Por Andrés Vera Díaz
Sí, México es uno de los países más peligrosos en el mundo para ejercer el periodismo. Desde hace décadas, la opresión gubernamental, desaparición forzada y los asesinatos perpetrados desde el crimen organizado convierten al país en un nicho adverso para la exposición de ideas y hechos.
Aunque existen aristas falseadas a priori sobre la libertad de expresión en la actualidad, pues se afirma que como nunca en la historia, se coarta e impide la misma, existen aún alarmas en un país en el que la inseguridad y radicalismo ideológico sigue vigente.
El control de la información y los medios masivos de comunicación, arreciado anterior a la represión estudiantil de 1968 y que continuó de forma exacerbada pasado el halconazo de 1970, se expandió casi de manera unánime hasta el sexenio de Peña Nieto.
La tergiversación de ideas y manipulación de las grandes marcas tenían la intención de colocar contextos fuera de la realidad de fondo, solo alguno periódicos como La Jornada Nacional mantenían un referente de disparidad a la línea oficial.
Esa cultura prolifera hasta nuestros días, con medios como Latinus, Reforma y propagandistas como Alzaraki, que sencillamente minados en sus intereses de poder y económicos, se han enmarcado como el referente de la información consumible para la derecha u oposición actual.
En los contextos locales, la diferencia no es mucha, mientras aún se confunde la ideología o idiosincrasia con el tiempo sexenal, otros optan por la definición -que nada tiene de malo mientras el periodismo no tienda a la falsedad de datos para acomodarlos a su propia conveniencia-, pero existen multitud de situaciones en las que por mero interés económico o hasta parasitario, comunicadores van definiendo su ruta informativa o línea editorial conforme a periodos gubernamentales.
Pero más allá de esta situación evidente, la diferenciación entre la óptica personal o del medio, tampoco puede extenderse a la exposición de hechos bajo la clara evidencia de abuso o arbitrariedad que transgreda a lo físico.
Particularmente dicha extensión obedece a la lógica de ostentación de poder de fuerzas armadas o políticos acomodaticios, que observan la degradación de sus beneficios en contraste con la expresión retórica. Su legitimidad y condición de poder se colocan en entre dicho mientras encuentran resquicios para interpolar el sustento de su existencia.
Así, podemos remontarnos a varios casos de abusos policiacos o autoridades sobre el ejercicio de las funciones periodísticas o informativas -aunque muchos han caído en el charolismo sin sentido práctico-, pero entre tales arbitrariedades, el comunicador se expone a la sentencia del abusivo uso de poder, provenga de donde provenga, mientras justifica la aplicación en otros sentidos, o sencillamente hace caso omiso.
El recuerdo salta a la vista cuándo quien redacta ha registrado por lo menos seis amenazas directas y cuatro agresiones personales. Desde la fustigación en marchas luego de exponer las corruptelas del «congruente» José Narro, hasta el acoso institucional e intento de derribo de dron por parte de gobiernos priistas, tras la publicación de un reportaje de los excesos de Miguel Alonso.
Desde la golpiza de seis policías municipales a manos del primer gobierno morenista en la capital zacatecana, hasta las intimidaciones de seudo líderes perredistas -cuya denuncia sigue vigente- , poco eco se ha encontrado en la solidaridad extensiva.

**Partes del ejercicio:**
a) ¿Qué líneas del listado contienen la cadena "white", distinguiendo entre mayúsculas y minúsculas? Cópialas todas.
b) Prosigue el texto sobre el periodismo en México a partir de su última oración.
El listado no guarda ninguna relación con el texto sobre el periodismo en México.

[Líneas de datos]
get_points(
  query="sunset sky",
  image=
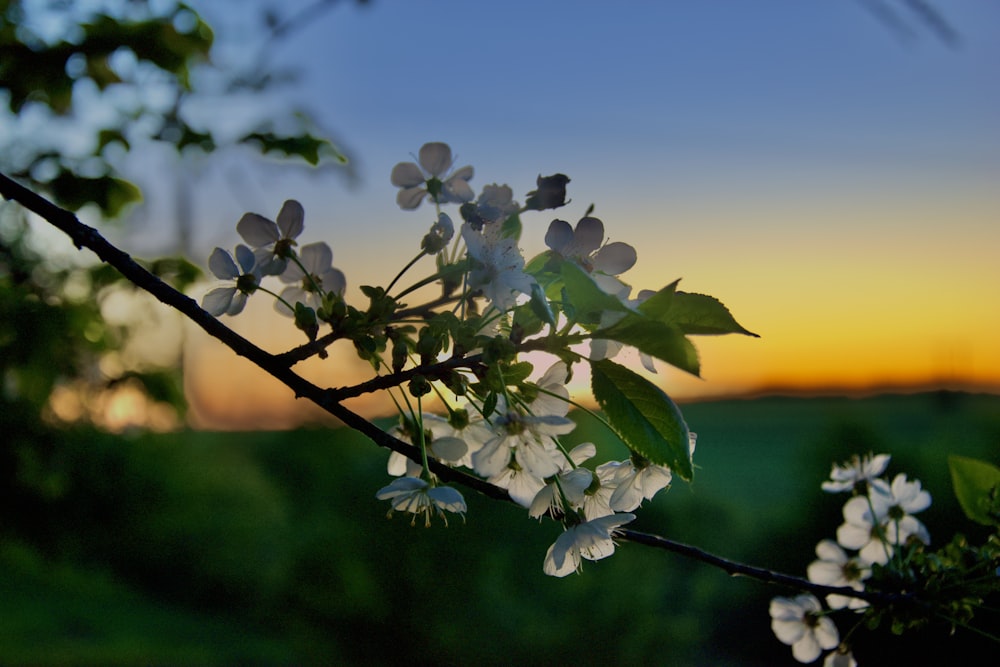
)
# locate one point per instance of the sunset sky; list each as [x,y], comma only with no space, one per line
[833,179]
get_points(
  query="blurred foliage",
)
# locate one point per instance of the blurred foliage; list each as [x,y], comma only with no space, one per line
[155,51]
[82,84]
[275,541]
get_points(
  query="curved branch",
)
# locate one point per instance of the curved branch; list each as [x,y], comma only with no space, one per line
[84,236]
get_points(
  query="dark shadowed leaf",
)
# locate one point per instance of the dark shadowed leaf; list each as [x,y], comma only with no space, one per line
[643,416]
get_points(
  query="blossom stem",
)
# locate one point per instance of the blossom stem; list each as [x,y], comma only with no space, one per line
[406,268]
[417,285]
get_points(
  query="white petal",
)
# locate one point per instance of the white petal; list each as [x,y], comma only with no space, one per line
[334,281]
[316,257]
[406,175]
[458,190]
[556,563]
[399,486]
[807,649]
[291,219]
[447,498]
[222,266]
[523,488]
[246,258]
[826,632]
[582,452]
[492,458]
[449,448]
[850,536]
[218,300]
[653,479]
[257,230]
[829,550]
[788,632]
[236,307]
[435,157]
[396,466]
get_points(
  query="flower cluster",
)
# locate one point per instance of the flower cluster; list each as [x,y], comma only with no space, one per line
[505,421]
[271,252]
[879,531]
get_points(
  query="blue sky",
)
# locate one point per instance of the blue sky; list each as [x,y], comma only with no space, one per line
[833,180]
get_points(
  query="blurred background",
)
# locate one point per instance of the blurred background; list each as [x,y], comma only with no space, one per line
[827,170]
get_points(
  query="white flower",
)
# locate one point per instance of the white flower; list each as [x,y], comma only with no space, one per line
[633,482]
[879,522]
[414,495]
[521,485]
[440,234]
[499,266]
[835,568]
[417,181]
[592,540]
[799,623]
[319,278]
[840,658]
[861,530]
[570,485]
[902,500]
[246,277]
[856,472]
[527,434]
[278,237]
[496,203]
[585,245]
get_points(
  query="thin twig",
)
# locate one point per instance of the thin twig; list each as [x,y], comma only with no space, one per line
[84,236]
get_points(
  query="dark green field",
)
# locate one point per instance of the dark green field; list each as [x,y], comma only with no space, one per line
[270,548]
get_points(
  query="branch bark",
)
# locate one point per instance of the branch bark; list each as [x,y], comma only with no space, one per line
[328,399]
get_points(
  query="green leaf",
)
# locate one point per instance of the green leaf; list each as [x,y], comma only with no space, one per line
[588,300]
[309,148]
[658,305]
[658,339]
[977,487]
[643,416]
[697,314]
[511,227]
[108,193]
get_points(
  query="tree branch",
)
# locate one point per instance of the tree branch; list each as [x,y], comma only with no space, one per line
[84,236]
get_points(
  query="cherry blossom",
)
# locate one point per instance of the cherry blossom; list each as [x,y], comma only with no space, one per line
[278,237]
[592,540]
[835,568]
[854,474]
[318,278]
[425,179]
[799,622]
[245,272]
[416,496]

**Respuestas:**
a)
  query="white petal",
# locate one point per instance of the white petal; list each as [x,y], comma only with no space, one per line
  query="white flower",
# locate one point per instance of the white flower; list each as [x,y], comma only with no space, one per line

b)
Y es que la autoncensura para manifestarlo, proviene precisamente del interés particular en la obtención de réditos económicos, la antipatía ideológica y personal, hasta las posturas de estricto rigor individual.
Por eso, la conformación de grupos de interés se sostienen ni siquiera en la naturaleza propia del trabajo periodístico, sino en la asistencia de simpatías por animadversión cronológica. Sin embargo y a pesar de los supuestos, diferencias de fondo en el manejo informativo, amistad o enemistad, la solidaridad debe hacerse patente ante las amenazas de agresión física o patrimonial de cualquier trabajador de los medios de comunicación. Ya estará de más cualquier tipo de anexo con carácter político.
Si bien, con la periodista Norma Galarza existen enormes distanciamientos en la definición política y aún a pesar de haber coincidido en algunos temas de carácter informativo, no se le puede negar emitir un repudio total a las amenazas de la cuál fue objeto. Sacar a la luz abusos perpetrados desde el estado o un ente gubernamental podrá o no tener una liga de interpretación política, pero raya en lo siniestro, que se intente coaccionarla o agredirla de forma física por su propio trabajo.
En esta ocasión le ha tocado a ella. A pesar de que evidentemente en Zacatecas muchos periodistas, comunicadores y fotoperiodistas traen consigo historias de agresión, no importa su orientación informativa, eso nada tiene que ver con la represión perpetrada por instancias oficiales.
En el periodismo o la comunicación, lo que se debaten son las ideas y la exposición de hechos, no colocar en escenarios de pretendida violencia física la manifestación de información, sea o no a conveniencia de grupos particulares, instituciones o grupos de poder.
Permitir que eso suceda, expone a quienes se identifican en contra de esas propias manifestaciones. Los coloca en la posibilidad de que en otras coyunturas, sean objeto de intimidaciones por parte de aquellos que no comulgan con sus nichos.
Nada tiene de malo situarse en un territorio ajeno, de hecho, es parte también de la propia naturaleza del ejercicio periodístico, pero pasar a un plano de violencia física es solamente la proyección de la idiosincracia. Eso es algo que aún cuesta erradicar en el pensamiento colectivo.